++++ INFORMATION PROVIDED

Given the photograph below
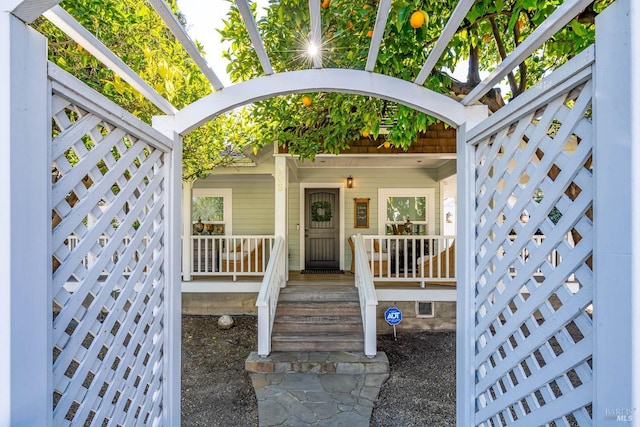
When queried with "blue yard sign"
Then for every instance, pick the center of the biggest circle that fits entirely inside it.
(393, 316)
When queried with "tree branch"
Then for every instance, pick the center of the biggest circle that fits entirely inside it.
(493, 98)
(522, 86)
(503, 53)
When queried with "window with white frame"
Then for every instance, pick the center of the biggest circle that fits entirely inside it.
(211, 211)
(396, 206)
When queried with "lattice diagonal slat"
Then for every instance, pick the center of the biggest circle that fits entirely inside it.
(108, 287)
(534, 241)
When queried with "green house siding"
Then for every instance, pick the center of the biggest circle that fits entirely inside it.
(253, 198)
(253, 201)
(366, 183)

++++++++

TASK REQUIREMENTS: Could you work out how many lines above contain the string "queried"? Only the number should be given.

YOUR RESPONSE: 5